(Collected data entries)

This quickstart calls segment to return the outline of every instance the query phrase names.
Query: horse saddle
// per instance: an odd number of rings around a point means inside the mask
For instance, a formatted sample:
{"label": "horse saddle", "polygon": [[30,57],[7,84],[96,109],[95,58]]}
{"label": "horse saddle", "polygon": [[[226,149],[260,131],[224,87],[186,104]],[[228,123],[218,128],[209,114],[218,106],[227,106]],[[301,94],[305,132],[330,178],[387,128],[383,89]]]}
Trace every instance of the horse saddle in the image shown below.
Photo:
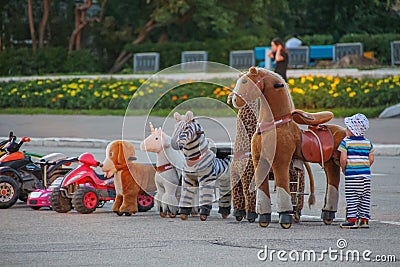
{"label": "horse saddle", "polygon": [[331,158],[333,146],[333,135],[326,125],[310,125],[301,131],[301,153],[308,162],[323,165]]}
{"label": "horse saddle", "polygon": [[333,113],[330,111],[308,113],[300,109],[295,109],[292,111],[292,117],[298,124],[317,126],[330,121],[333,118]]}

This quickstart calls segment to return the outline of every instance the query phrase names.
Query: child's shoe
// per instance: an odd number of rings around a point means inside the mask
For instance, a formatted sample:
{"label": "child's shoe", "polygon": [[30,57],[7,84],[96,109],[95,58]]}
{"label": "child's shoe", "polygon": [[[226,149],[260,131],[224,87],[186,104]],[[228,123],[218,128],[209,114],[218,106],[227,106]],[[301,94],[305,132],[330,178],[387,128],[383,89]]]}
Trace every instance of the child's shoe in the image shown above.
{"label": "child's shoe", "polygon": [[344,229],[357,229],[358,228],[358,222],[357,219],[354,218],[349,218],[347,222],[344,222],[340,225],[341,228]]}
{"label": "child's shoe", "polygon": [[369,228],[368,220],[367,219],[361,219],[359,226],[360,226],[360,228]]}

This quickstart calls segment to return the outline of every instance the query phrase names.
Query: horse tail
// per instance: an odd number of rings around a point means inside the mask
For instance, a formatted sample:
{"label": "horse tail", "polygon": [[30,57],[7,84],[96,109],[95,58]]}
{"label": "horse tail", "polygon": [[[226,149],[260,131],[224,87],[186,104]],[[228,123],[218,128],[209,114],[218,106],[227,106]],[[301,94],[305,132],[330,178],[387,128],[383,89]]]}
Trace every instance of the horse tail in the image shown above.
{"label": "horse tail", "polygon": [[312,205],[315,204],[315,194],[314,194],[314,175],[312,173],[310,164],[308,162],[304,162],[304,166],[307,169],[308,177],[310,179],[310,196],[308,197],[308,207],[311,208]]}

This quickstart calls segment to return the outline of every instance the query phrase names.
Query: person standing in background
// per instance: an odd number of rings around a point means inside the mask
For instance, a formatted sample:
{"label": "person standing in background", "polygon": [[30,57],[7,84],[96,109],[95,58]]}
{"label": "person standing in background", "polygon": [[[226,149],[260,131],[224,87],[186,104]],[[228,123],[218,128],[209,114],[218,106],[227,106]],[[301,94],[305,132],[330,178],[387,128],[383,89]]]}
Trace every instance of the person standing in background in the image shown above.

---

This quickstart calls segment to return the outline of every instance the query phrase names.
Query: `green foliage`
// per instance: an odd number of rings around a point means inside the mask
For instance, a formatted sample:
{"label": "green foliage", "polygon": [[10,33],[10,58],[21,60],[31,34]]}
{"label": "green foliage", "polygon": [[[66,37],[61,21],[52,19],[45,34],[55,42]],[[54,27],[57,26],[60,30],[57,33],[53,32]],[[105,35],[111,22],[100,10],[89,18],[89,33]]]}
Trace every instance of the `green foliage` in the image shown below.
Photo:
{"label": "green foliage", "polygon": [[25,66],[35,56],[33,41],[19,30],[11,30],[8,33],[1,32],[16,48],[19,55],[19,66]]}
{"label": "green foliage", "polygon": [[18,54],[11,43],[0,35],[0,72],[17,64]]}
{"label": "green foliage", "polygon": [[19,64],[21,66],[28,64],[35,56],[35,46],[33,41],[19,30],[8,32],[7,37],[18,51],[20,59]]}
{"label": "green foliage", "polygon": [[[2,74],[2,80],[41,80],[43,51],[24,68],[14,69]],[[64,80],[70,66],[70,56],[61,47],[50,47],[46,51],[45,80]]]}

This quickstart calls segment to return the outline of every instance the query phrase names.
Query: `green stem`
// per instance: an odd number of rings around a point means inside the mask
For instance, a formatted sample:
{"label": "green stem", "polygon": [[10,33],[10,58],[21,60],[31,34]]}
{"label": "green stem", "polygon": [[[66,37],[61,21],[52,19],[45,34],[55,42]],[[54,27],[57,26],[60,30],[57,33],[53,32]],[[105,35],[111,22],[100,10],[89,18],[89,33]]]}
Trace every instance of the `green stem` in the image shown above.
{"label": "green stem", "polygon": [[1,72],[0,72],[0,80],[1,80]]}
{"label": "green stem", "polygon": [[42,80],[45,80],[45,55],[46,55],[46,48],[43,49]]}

---

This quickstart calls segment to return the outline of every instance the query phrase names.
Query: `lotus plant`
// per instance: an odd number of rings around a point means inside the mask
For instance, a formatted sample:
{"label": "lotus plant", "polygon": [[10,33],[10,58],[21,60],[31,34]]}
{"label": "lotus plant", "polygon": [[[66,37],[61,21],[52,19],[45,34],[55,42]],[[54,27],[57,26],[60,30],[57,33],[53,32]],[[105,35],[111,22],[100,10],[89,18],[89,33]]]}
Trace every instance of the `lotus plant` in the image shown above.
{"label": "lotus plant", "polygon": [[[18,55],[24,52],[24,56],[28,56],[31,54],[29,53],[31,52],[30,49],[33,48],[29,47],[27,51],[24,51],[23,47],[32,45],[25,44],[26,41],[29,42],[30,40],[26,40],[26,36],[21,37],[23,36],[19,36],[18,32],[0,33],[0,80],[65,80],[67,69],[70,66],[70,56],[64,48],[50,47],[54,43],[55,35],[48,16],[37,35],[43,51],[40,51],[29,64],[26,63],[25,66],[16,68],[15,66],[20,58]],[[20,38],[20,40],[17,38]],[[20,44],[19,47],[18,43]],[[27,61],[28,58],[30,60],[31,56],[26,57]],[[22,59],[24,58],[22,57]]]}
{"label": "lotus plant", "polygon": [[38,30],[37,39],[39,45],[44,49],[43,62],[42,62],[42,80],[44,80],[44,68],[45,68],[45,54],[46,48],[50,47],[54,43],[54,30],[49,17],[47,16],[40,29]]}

Exercise description
If a line of the entries above holds the word "below", count it; report only how many such lines there are.

Response
2